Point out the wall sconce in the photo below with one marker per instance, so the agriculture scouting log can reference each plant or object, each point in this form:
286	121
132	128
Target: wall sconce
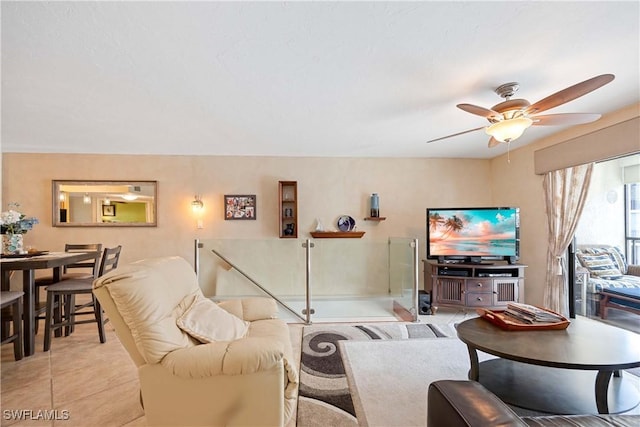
197	204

======

◆ **EXERCISE DESCRIPTION**
Each entry above needs to be restated without a single word changed; skip the images.

◆ **EXERCISE OUTPUT**
Point out the wall sconce in the photo below with one marker per instance, so the agriculture scouting log can reference each plant or object, each point in this form:
286	121
132	128
Target: wall sconce
197	204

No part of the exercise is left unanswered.